Supplied text:
────────────────────

Combination Sum LeetCode Solution

Last updated on January 20th, 2025 at 04:09 am

Here, we see the Combination Sum LeetCode Solution. This Leetcode problem is solved using different approaches in many programming languages, such as C++, Java, JavaScript, Python, etc.

List of all LeetCode Solution

Topics

Array, Backtracking

Companies

Snapchat, Uber

Level of Question

Medium

Combination Sum LeetCode Solution

Combination Sum LeetCode Solution

1. Problem Statement

Given an array of distinct integers candidates and a target integer target, return a list of all unique combinations of candidates where the chosen numbers sum to target. You may return the combinations in any order.

The same number may be chosen from candidates an unlimited number of times. Two combinations are unique if the frequency of at least one of the chosen numbers is different.

Example 1:
Input: candidates = [2,3,6,7], target = 7
Output: [[2,2,3],[7]]
Explanation:
2 and 3 are candidates, and 2 + 2 + 3 = 7. Note that 2 can be used multiple times.
7 is a candidate, and 7 = 7.
These are the only two combinations.
Example 2:
Input: candidates = [2,3,5], target = 8
Output: [[2,2,2,2],[2,3,3],[3,5]]

Example 3:
Input: candidates = [2], target = 1
Output: []

2. Coding Pattern Used in Solution

The coding pattern used in all the provided implementations is “Backtracking”. Backtracking is a general algorithmic technique that involves exploring all potential solutions to a problem by building a solution incrementally and abandoning a solution as soon as it is determined that it cannot lead to a valid solution.

3. Code Implementation in Different Languages

3.1 Combination Sum C++

class Solution {
public:
    vector<vector<int>> result;
    vector<vector<int>> combinationSum(vector<int>& candidates, int target) {
        vector<int> curr;
        int sum = 0;
        int n = candidates.size();
        comSum(curr, 0, sum, candidates, target, n);
        return result;        
    }
        void comSum(vector<int> &curr, int curInd, int sum, vector<int> &candidates, int target, int n){
        if(sum == target){
            result.push_back(curr);
            return;
        }      
        else if(sum > target){
            return;
        }
        for(int i = curInd; i < n; i++){
            curr.push_back(candidates[i]);
            sum += candidates[i];
            comSum(curr, i, sum, candidates, target, n);
            sum -= candidates[i];
            curr.pop_back();
        }
    }
};

3.2 Combination Sum Java

class Solution {
    public List<List<Integer>> combinationSum(int[] candidates, int target) {
    List<List<Integer>> list = new ArrayList<>();
    Arrays.sort(candidates);
    backtrack(list, new ArrayList<>(), candidates, target, 0);
    return list;
}
private void backtrack(List<List<Integer>> list, List<Integer> tempList, int [] candidates, int remain, int start){
    if(remain < 0) return;
    else if(remain == 0) list.add(new ArrayList<>(tempList));
    else{ 
        for(int i = start; i < candidates.length; i++){
            tempList.add(candidates[i]);
            backtrack(list, tempList, candidates, remain - candidates[i], i); // not i + 1 because we can reuse same elements
            tempList.remove(tempList.size() - 1);
        }
    }        
   }
}

3.3 Combination Sum JavaScript

var combinationSum = function(candidates, target) {
  var buffer = [];
  var result = [];
  search(0, target);
  return result;

  function search(startIdx, target) {
    if (target === 0) return result.push(buffer.slice());
    if (target < 0) return;
    if (startIdx === candidates.length) return;
    buffer.push(candidates[startIdx]);
    search(startIdx, target - candidates[startIdx]);
    buffer.pop();
    search(startIdx + 1, target);
  }    
};

3.4 Combination Sum Python

class Solution(object):
    def combinationSum(self, candidates, target):
        result = []
        candidates = sorted(candidates)

────────────────────

Directions:
[A] Extract every line from the rows that contains the string "door".
[B] Supply the next part of the Combination Sum solution page, beginning right after its final line.

────────────────────

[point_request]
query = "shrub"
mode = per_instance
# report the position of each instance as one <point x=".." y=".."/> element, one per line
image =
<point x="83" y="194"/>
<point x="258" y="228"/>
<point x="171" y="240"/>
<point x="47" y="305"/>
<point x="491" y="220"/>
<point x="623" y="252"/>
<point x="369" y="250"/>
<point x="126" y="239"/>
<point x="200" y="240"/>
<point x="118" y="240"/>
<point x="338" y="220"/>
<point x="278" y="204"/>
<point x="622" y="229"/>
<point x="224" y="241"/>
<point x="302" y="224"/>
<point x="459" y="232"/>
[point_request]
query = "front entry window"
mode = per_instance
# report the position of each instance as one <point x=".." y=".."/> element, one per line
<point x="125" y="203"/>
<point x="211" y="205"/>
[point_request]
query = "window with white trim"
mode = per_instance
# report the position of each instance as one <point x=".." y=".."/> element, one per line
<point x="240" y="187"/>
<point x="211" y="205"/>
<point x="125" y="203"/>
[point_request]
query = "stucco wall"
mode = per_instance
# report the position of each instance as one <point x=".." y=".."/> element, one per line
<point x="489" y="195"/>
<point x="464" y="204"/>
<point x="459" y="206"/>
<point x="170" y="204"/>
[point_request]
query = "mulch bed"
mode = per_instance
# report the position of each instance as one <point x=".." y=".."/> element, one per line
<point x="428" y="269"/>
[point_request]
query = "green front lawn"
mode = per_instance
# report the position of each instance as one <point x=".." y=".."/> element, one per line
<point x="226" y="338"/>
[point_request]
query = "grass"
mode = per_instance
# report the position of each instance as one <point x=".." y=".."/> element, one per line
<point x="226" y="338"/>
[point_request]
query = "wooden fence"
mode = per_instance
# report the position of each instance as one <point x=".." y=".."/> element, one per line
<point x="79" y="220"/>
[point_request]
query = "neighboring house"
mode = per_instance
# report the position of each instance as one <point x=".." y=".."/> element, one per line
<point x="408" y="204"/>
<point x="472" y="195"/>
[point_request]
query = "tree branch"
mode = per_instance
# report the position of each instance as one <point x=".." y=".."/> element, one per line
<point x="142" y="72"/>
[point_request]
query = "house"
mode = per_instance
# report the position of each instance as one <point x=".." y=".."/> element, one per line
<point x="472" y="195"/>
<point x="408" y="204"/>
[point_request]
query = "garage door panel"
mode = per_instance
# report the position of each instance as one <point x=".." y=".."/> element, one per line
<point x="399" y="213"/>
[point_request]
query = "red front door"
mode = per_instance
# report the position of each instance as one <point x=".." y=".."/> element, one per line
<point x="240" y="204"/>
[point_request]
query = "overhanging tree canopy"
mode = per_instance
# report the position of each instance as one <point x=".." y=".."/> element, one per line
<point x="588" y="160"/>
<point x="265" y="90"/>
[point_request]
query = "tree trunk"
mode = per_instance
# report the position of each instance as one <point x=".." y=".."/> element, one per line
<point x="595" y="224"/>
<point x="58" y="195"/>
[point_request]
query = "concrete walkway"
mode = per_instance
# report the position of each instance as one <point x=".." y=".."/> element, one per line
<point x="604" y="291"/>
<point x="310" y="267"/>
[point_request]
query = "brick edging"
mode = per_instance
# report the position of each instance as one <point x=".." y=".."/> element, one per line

────────────────────

Answers per task:
[A]
query = "garage door panel"
query = "red front door"

[B]
        def dfs(remain, stack):
            if remain == 0:
                result.append(stack)
                return 
            for item in candidates:
                if item > remain: break
                if stack and item < stack[-1]: continue
                else:
                    dfs(remain - item, stack + [item])
    
        dfs(target, [])
        return result

4. Time and Space Complexity

Time ComplexitySpace Complexity
C++O(2t)O(t)
JavaO(2t)O(t)
JavaScriptO(2t)O(t)
PythonO(2t)O(t)

where T is the target value.

  • The time complexity is exponential because the algorithm explores all possible combinations of numbers that sum up to the target.
  • The space complexity is linear because the recursion stack depth is proportional to the target value, and the current combination is stored in memory.
  • The algorithm avoids duplicates by ensuring that combinations are built in a non-decreasing order.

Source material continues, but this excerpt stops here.